━━━ GIVEN TEXT ━━━

# TV Help needed please



## DizziSquirrel (Feb 15, 2005)

So what TV programs do you watch 

Soaps ?

Drama ?

Reality ?

Variety ?

American ?

Sport ?

Food ?

Home ?

Garden ?

This choice is HUGE - So what do you turn the TV on For 
​


----------



## bib (Apr 17, 2007)

I'm not going to be much help Dizzi, but I just turn the tv on when I have time and watch what is on  

Lately, we have been a bit sad and stayed up till goodness knows when watching the cricket  

Other than that, I do like cooking programmes and some relity...SCD and dancing on ice    Ooh, and I love Top Gear!!!

Jo xxx


----------



## DizziSquirrel (Feb 15, 2005)

Thanks Bib - Your feedback is perfect!

~Dizzi~


----------



## bib (Apr 17, 2007)

Just like you hun    

xxxx


----------



## beachgirl (Jun 7, 2007)

I don't really watch any tv...might put a film on about once a blue moon but thats it.


----------



## cleg (Jun 27, 2006)

So what TV programs do you watch

Soaps emmerdale, corrie, eastenders + neighbours  shh dont tell anyone bout that one 

Drama is holby a drama ? i wouldnt say it was a soap

Reality dancing on ice, im a celeb

Variety Ant + Dec sat night fever (finished now )

American family guy i knwo its an animation but its about the only american thing i watch + love it 

Sport DP watches the footy when on the only sport i make sure i watch is the boat race

Food my greek kitchen, two fat ladies, hairy bikers

Home loveeeeeeeee grand designs

Garden is there any now ? used to watch the one with the irish fella, argh cant think of it  they done really grand things in the garden

hope that helps hun, a little insight into my TV habits 

xxx


----------



## DizziSquirrel (Feb 15, 2005)

beachgirl said:


> I don't really watch any tv...might put a film on about once a blue moon but thats it.


Film List is to be another post  watch this space!

Cleg      

~Dizzi~


----------



## beachgirl (Jun 7, 2007)

Excellent, looking forward to that.


----------



## cleg (Jun 27, 2006)

lurveee films too 

Diz your welcome 

xxx


----------



## kitten1 (Jan 1, 2007)

I don't watch soaps anymore as never remember to put telly on!!

━━━ EXTRACTED RECORDS ━━━

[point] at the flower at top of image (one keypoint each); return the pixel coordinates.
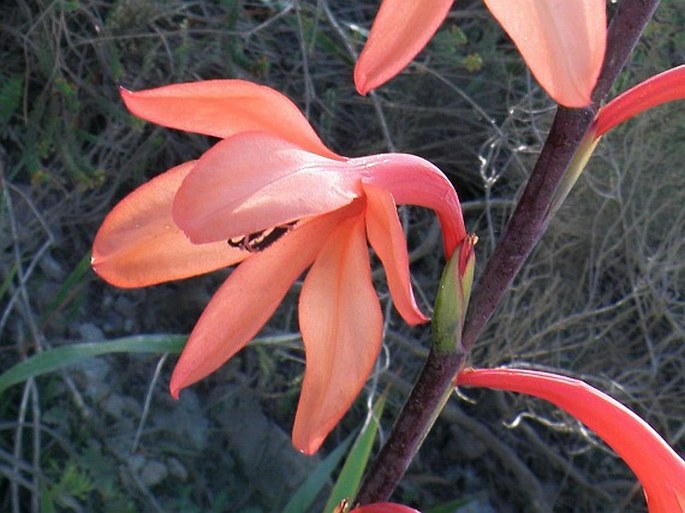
(562, 42)
(658, 467)
(273, 198)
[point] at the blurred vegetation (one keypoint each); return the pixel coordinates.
(602, 297)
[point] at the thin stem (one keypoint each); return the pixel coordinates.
(529, 220)
(525, 228)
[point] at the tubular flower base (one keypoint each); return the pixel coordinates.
(271, 196)
(657, 90)
(660, 470)
(384, 507)
(563, 43)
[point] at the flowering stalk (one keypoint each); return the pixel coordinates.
(529, 220)
(434, 386)
(524, 230)
(659, 89)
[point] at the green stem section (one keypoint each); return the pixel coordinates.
(526, 226)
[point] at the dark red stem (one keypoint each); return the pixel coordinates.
(526, 226)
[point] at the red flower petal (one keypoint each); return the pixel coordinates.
(660, 470)
(387, 238)
(563, 43)
(384, 507)
(341, 325)
(247, 299)
(414, 181)
(138, 243)
(254, 181)
(223, 108)
(662, 88)
(400, 31)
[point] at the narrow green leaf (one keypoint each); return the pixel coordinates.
(305, 495)
(353, 470)
(66, 291)
(11, 91)
(63, 356)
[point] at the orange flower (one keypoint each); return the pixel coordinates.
(660, 470)
(562, 42)
(271, 196)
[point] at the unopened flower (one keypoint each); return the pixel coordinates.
(563, 42)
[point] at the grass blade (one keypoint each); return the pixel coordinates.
(353, 470)
(60, 357)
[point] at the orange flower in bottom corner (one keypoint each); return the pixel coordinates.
(273, 198)
(660, 470)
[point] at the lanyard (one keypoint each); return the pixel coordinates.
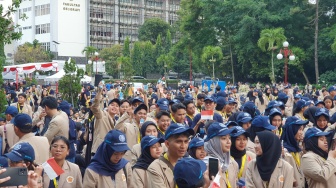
(240, 174)
(296, 158)
(55, 183)
(227, 178)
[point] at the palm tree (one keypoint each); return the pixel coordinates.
(272, 37)
(212, 54)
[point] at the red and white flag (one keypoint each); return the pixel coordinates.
(52, 169)
(207, 114)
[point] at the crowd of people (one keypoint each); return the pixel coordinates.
(275, 136)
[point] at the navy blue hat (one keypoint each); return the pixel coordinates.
(331, 88)
(23, 121)
(210, 98)
(11, 110)
(312, 132)
(301, 103)
(217, 129)
(293, 120)
(238, 130)
(137, 99)
(184, 177)
(322, 111)
(116, 140)
(231, 101)
(319, 102)
(116, 100)
(148, 141)
(262, 121)
(21, 151)
(196, 142)
(221, 101)
(244, 117)
(177, 128)
(163, 104)
(174, 101)
(297, 96)
(65, 107)
(282, 96)
(142, 106)
(3, 162)
(275, 111)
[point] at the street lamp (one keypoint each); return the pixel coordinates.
(286, 52)
(212, 60)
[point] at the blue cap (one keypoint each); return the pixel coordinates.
(244, 117)
(238, 130)
(3, 162)
(188, 97)
(116, 140)
(262, 121)
(177, 128)
(217, 129)
(221, 101)
(331, 88)
(11, 110)
(275, 111)
(65, 107)
(322, 111)
(137, 99)
(231, 101)
(210, 98)
(148, 141)
(293, 120)
(297, 96)
(163, 104)
(319, 102)
(184, 177)
(312, 132)
(196, 142)
(174, 101)
(21, 151)
(23, 121)
(301, 103)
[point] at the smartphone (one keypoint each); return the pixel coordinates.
(19, 176)
(213, 167)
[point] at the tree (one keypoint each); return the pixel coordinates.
(212, 54)
(7, 34)
(151, 28)
(31, 52)
(272, 38)
(70, 84)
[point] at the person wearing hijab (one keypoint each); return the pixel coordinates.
(151, 149)
(238, 151)
(108, 168)
(259, 123)
(275, 117)
(317, 164)
(321, 119)
(196, 148)
(292, 137)
(217, 145)
(299, 109)
(268, 169)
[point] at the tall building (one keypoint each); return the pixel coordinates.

━━━

# CHALLENGES:
1. Decide whether each statement agrees with the TV thread, answering yes or no and quoting the deciding words: (a) beachgirl says films are put on often; (b) cleg calls Family Guy about the only American show watched; (c) DizziSquirrel says a film list will come in another post.
2. In the TV thread, why does kitten1 no longer watch soaps?
The listing is separate material and is not part of the TV thread.

# RESULTS:
1.
(a) No: "might put a film on about once a blue moon but thats it."
(b) Yes: "its about the only american thing i watch"
(c) Yes: "Film List is to be another post"

2. kitten1 never remembers to put the telly on.